- Occupation: Actor
- Years active: 2003 – present

= Yog Japee =

Indian actor

Yog Japee is an Indian actor who has appeared in character roles in Tamil films. He has also acted in a few Telugu, Malayalam and Hindi films.

== Career ==

Yog Japee began his acting career in the Tamil film industry with Gautham Menon's action drama Kaakha Kaakha in 2003. The following year, he made his first Telegu film appearance in Gharshana (2004). His career is characterized by diverse roles that range from a supporting character in Billa (2007) to police officer and Soodhu Kavvum (2013). He made his first appearance in a Malayalam film in 7th Day (2014). He also made his first Hindi film in X: Past Is Present (2015). He has starred in films like Arima Nambi (2014), Kaaki Sattai (2015), Enakkul Oruvan (2015) and Jumbulingam 3D (2016).

Japee is the founder of Chennai-based theatre company Theatre Y, and has worked various colleges and schools in India and with international clients such as the British Council and the United Nations. His work focuses on theatre training with children and mainstreaming theatre into education as a tool for social awareness and development. Theatre Y strives towards a larger intervention of arts and culture in the education curriculum.

Japee is a recipient of the international Fellowship on the Chevening-Clore Leadership Programme for Cultural Leaders for 2012–13, one among four scholars selected worldwide for this scholarship.

He was cast in the epic drama film, Ponniyin Selvan: I (2022) and Ponniyin Selvan: II (2023) directed by Mani Ratnam.

▶ [ENTRIES SUPPLIED]:
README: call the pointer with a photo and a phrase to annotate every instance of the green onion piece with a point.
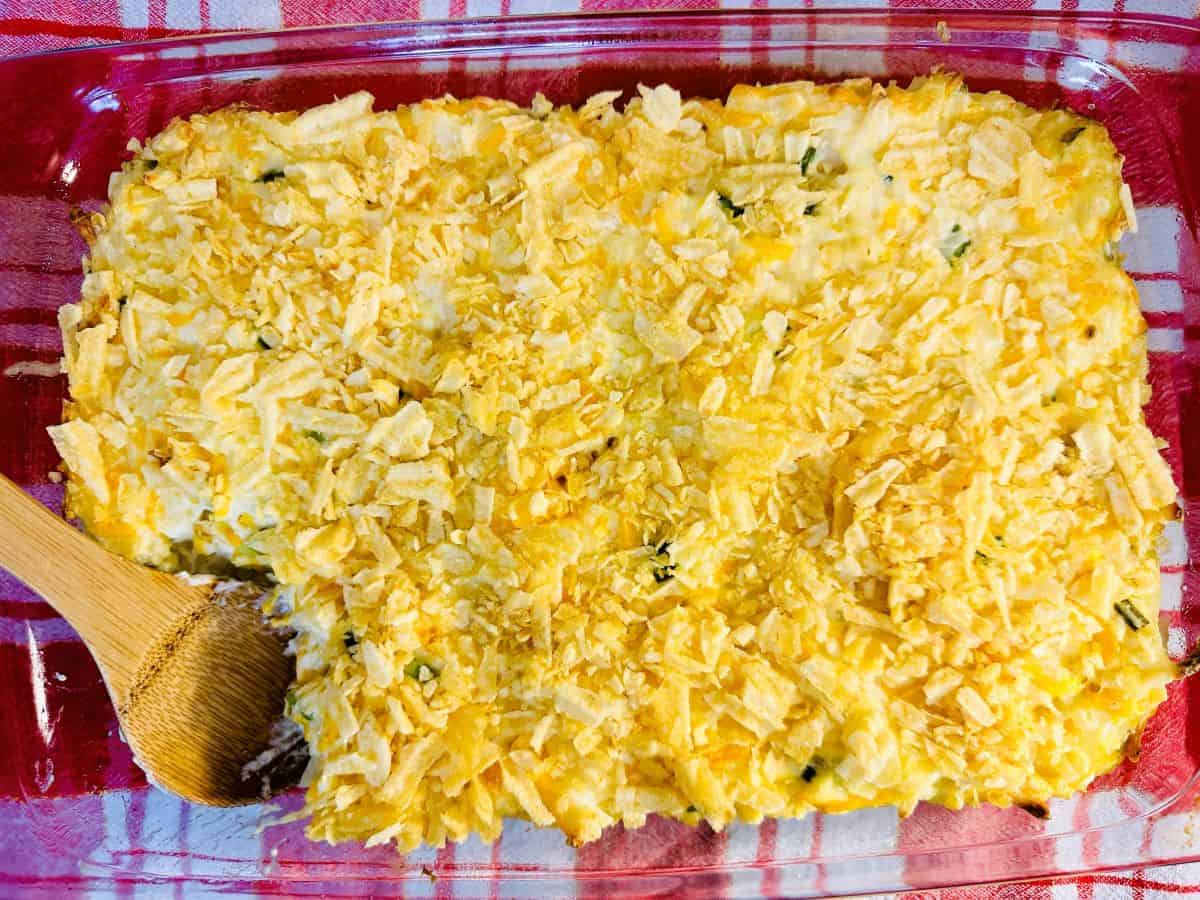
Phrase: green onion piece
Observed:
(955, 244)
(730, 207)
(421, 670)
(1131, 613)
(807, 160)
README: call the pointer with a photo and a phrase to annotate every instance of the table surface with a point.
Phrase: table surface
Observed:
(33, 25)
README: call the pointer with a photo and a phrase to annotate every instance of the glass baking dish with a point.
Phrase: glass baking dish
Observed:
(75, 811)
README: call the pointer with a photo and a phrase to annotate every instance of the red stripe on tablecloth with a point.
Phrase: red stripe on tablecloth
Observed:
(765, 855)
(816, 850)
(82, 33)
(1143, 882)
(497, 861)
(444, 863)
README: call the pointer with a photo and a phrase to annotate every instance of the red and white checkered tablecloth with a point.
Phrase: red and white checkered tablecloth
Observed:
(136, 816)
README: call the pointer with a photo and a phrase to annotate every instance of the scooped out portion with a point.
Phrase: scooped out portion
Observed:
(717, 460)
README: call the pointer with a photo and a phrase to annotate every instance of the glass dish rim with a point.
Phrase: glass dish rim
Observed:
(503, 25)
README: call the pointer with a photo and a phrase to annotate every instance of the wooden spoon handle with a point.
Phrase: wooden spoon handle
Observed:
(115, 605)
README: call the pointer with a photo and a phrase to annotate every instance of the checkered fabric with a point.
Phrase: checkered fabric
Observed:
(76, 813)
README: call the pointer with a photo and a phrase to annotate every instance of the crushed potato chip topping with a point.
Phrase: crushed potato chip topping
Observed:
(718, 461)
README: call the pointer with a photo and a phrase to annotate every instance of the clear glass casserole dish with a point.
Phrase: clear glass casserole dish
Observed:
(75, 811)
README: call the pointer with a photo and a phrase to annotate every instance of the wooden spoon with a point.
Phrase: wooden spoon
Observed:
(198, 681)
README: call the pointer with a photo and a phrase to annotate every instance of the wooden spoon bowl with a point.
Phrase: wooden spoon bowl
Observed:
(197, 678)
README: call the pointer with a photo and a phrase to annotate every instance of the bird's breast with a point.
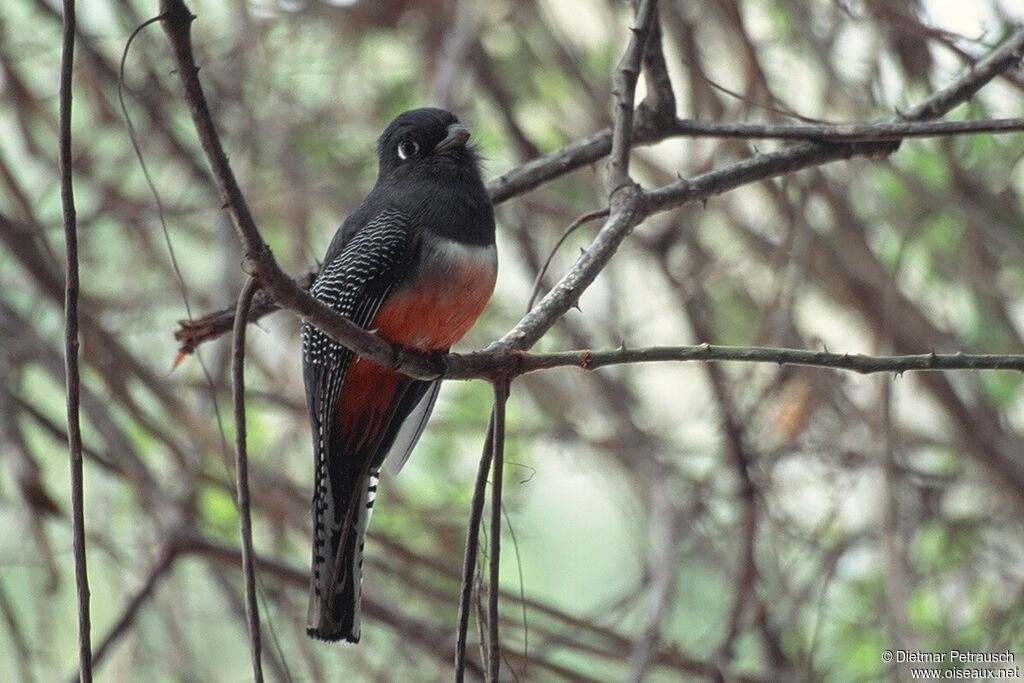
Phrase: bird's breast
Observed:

▶ [WHAT TO PRODUCE]:
Rewrite the Yog Japee article, everything from "Yog Japee is" down to "Jumbulingam 3D (2016).", putting "movies" wherever "films" appears. Use only the Yog Japee article.

▶ [FINAL RESULT]:
Yog Japee is an Indian actor who has appeared in character roles in Tamil movies. He has also acted in a few Telugu, Malayalam and Hindi movies.

== Career ==

Yog Japee began his acting career in the Tamil film industry with Gautham Menon's action drama Kaakha Kaakha in 2003. The following year, he made his first Telegu film appearance in Gharshana (2004). His career is characterized by diverse roles that range from a supporting character in Billa (2007) to police officer and Soodhu Kavvum (2013). He made his first appearance in a Malayalam film in 7th Day (2014). He also made his first Hindi film in X: Past Is Present (2015). He has starred in movies like Arima Nambi (2014), Kaaki Sattai (2015), Enakkul Oruvan (2015) and Jumbulingam 3D (2016).